■ **WHAT IS ASKED**
Find the line containing "Point on each instance of the castle spire" in the material below; copy that line and all following lines exactly.

■ **RECORDS**
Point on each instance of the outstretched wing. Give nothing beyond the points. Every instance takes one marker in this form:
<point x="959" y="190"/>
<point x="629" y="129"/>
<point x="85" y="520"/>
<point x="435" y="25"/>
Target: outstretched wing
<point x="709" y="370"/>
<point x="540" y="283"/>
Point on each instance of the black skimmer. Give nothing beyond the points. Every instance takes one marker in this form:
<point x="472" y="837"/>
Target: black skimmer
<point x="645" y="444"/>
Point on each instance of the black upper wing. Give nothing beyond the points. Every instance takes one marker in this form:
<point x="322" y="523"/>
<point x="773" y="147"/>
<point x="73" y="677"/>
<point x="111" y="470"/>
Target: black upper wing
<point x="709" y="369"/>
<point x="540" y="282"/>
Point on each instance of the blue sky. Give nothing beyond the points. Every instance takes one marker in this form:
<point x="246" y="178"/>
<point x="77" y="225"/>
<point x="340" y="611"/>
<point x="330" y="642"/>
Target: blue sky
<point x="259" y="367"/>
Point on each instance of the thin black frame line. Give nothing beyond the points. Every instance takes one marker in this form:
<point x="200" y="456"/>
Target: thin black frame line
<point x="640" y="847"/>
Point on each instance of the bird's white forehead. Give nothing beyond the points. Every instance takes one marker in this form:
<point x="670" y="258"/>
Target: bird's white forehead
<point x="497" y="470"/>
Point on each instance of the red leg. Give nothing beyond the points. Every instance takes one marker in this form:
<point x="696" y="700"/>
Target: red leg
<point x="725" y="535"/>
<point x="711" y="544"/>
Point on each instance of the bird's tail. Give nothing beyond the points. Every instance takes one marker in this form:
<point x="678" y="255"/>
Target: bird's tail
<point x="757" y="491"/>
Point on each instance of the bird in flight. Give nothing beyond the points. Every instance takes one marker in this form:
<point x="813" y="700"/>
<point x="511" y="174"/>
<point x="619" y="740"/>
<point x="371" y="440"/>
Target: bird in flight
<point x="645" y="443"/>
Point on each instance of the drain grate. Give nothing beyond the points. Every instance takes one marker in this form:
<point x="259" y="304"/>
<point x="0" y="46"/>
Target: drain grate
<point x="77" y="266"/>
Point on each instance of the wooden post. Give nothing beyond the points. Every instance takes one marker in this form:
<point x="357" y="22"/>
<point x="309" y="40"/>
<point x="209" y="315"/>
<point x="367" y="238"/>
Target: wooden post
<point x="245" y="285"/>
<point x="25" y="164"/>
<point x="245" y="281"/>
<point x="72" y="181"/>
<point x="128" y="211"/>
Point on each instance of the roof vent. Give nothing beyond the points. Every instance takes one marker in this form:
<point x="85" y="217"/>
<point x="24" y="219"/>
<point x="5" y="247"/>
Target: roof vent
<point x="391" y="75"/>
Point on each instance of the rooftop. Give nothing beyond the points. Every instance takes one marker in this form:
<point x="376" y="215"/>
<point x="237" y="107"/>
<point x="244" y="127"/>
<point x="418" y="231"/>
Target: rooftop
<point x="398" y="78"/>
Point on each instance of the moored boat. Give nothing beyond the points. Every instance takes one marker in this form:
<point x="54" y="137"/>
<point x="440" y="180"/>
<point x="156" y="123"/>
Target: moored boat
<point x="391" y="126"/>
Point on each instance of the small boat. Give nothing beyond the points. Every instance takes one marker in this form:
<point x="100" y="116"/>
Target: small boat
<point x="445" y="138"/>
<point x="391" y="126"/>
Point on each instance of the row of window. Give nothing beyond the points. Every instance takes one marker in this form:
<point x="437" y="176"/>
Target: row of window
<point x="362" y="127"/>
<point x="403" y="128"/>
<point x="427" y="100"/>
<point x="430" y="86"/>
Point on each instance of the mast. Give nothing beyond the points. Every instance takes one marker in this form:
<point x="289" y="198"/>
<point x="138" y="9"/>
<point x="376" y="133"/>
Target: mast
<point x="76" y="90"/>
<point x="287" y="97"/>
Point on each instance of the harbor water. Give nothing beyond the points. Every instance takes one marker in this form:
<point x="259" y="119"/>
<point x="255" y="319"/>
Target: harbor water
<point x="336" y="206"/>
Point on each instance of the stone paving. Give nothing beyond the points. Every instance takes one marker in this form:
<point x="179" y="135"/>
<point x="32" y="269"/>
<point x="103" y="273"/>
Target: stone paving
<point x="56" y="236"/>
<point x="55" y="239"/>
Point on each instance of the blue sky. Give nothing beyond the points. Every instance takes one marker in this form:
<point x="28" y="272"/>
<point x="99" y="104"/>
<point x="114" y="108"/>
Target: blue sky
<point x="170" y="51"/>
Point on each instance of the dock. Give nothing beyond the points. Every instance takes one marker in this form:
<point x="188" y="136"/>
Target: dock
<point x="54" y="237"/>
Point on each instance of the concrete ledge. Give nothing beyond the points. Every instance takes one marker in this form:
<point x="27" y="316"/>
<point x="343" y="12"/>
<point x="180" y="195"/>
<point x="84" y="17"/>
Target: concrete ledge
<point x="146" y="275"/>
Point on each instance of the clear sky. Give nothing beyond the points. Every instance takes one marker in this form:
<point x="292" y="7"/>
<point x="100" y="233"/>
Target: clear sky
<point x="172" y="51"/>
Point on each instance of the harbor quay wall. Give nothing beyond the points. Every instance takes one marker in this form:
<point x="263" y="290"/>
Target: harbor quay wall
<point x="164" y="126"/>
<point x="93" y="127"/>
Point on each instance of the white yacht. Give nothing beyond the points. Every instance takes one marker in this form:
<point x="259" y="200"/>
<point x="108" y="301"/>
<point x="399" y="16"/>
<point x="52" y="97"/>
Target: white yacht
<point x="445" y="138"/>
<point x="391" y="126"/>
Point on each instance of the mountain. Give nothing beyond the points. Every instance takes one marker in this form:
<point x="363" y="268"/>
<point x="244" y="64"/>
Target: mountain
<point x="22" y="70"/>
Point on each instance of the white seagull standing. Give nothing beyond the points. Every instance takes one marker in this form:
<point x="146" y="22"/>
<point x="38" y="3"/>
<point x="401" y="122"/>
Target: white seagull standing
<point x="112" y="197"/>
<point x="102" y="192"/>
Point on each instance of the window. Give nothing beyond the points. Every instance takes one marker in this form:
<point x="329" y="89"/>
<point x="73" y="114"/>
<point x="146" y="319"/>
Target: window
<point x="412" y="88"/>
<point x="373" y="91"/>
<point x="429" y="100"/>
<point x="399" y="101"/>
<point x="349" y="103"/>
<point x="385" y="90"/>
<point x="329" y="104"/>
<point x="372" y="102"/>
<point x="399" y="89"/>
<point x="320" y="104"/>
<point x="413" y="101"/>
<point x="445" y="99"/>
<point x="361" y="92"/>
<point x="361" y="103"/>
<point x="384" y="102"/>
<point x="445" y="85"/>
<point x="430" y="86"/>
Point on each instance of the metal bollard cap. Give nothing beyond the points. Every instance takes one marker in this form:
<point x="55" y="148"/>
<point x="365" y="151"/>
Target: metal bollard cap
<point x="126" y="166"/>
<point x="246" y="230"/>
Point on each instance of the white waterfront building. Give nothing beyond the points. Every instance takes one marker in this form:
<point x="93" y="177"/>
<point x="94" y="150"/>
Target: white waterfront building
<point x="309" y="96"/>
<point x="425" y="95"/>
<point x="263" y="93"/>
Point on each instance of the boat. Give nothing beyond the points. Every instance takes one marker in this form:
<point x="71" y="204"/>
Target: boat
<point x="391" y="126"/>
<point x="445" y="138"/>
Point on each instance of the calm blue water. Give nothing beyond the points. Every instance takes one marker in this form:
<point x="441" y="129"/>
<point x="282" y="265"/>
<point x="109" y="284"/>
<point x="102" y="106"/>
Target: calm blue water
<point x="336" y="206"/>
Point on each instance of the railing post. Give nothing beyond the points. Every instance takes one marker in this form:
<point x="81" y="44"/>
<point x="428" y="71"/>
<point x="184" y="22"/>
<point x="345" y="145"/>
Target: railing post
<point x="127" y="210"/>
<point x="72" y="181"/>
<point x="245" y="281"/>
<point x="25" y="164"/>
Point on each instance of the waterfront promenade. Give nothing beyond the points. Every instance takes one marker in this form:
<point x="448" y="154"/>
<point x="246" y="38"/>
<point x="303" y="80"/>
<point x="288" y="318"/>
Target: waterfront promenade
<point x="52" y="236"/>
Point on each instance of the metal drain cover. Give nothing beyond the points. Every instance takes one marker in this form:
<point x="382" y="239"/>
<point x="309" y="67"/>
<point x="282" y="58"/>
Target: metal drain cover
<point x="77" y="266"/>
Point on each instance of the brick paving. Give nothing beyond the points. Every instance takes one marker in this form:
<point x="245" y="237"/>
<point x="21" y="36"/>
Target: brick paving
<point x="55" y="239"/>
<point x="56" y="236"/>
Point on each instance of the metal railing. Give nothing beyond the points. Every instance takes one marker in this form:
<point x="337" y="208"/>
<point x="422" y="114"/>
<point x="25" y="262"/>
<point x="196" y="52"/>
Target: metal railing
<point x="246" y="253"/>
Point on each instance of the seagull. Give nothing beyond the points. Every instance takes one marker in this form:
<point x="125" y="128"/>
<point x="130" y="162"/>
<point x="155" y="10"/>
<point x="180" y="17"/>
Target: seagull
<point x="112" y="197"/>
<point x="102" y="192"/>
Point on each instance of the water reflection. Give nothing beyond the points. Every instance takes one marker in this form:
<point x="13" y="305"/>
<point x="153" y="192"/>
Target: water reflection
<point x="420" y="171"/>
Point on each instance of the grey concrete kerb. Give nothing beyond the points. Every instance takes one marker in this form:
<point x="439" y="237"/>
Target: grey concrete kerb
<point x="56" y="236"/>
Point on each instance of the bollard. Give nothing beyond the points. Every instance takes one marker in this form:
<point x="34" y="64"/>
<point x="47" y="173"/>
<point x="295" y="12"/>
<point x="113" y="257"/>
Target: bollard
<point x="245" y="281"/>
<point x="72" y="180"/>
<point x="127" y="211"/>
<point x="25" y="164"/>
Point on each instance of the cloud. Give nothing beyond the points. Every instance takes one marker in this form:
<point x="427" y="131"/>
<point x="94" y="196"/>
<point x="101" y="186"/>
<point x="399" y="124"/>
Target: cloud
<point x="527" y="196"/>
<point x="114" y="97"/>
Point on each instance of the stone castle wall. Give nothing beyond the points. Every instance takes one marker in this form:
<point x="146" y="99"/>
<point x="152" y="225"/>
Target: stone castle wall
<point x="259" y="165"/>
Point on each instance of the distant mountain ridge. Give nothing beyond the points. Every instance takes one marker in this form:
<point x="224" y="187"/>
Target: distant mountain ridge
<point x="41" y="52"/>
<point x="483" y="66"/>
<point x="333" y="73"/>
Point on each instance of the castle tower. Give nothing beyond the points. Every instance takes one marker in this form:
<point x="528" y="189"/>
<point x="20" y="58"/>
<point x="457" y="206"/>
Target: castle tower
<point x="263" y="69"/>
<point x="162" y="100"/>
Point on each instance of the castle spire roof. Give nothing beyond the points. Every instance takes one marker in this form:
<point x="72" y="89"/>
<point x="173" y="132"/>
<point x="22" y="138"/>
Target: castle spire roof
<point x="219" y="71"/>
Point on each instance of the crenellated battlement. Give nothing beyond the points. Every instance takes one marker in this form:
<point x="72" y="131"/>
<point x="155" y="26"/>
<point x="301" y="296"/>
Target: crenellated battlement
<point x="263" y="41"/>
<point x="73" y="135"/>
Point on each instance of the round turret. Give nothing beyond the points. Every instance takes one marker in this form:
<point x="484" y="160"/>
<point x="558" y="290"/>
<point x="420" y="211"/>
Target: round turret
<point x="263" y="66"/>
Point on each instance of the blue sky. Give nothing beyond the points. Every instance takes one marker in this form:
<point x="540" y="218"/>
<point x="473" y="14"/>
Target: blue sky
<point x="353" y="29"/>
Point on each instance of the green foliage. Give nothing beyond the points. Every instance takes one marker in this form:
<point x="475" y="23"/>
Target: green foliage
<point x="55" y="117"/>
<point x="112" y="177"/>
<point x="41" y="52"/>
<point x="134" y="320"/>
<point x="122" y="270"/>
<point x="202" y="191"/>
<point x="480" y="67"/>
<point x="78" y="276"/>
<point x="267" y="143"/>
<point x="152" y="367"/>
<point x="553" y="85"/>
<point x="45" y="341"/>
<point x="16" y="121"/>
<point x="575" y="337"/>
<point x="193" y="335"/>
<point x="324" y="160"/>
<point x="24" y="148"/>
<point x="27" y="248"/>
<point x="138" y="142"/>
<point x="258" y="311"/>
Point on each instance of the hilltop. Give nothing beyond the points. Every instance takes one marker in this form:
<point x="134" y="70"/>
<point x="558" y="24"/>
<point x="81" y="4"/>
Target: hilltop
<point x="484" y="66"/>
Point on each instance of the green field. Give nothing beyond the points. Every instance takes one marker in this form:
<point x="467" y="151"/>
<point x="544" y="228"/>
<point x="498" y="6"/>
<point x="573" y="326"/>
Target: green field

■ **ANSWER**
Point on each instance of the castle spire roof. Give nothing beyond the points. Every instance takes one marker in this form:
<point x="72" y="89"/>
<point x="173" y="132"/>
<point x="22" y="138"/>
Target: castle spire roof
<point x="219" y="71"/>
Point on each instance of the crenellated battlement. Give nothing beyond the points. Every instance takes one marker in this form:
<point x="72" y="131"/>
<point x="155" y="26"/>
<point x="301" y="296"/>
Target: crenellated battlement
<point x="263" y="41"/>
<point x="73" y="135"/>
Point on each instance of the round turret. Give nothing beyond the points. Every instance takes one marker in this form:
<point x="484" y="160"/>
<point x="558" y="290"/>
<point x="420" y="211"/>
Target: round turret
<point x="263" y="66"/>
Point on each instance of the blue sky. Give nothing beyond the points. Every instance takes one marker in this form:
<point x="540" y="218"/>
<point x="473" y="14"/>
Target: blue sky
<point x="353" y="29"/>
Point on each instance of the green foliage. Give nothing beyond the points. Every instance takes one marker in this form:
<point x="475" y="23"/>
Target: green foliage
<point x="55" y="117"/>
<point x="112" y="177"/>
<point x="41" y="52"/>
<point x="134" y="320"/>
<point x="122" y="270"/>
<point x="202" y="191"/>
<point x="480" y="67"/>
<point x="78" y="276"/>
<point x="267" y="143"/>
<point x="152" y="367"/>
<point x="553" y="85"/>
<point x="45" y="341"/>
<point x="16" y="121"/>
<point x="575" y="337"/>
<point x="193" y="335"/>
<point x="324" y="160"/>
<point x="24" y="148"/>
<point x="27" y="248"/>
<point x="138" y="142"/>
<point x="258" y="311"/>
Point on each instance of the hilltop. Give nothing beyond the points. Every instance takes one marker in this form:
<point x="134" y="70"/>
<point x="558" y="24"/>
<point x="81" y="4"/>
Target: hilltop
<point x="484" y="66"/>
Point on each instance of the green field. Give nothing beyond the points. Every instance takes one marker in this form:
<point x="467" y="151"/>
<point x="544" y="228"/>
<point x="498" y="6"/>
<point x="573" y="326"/>
Target: green field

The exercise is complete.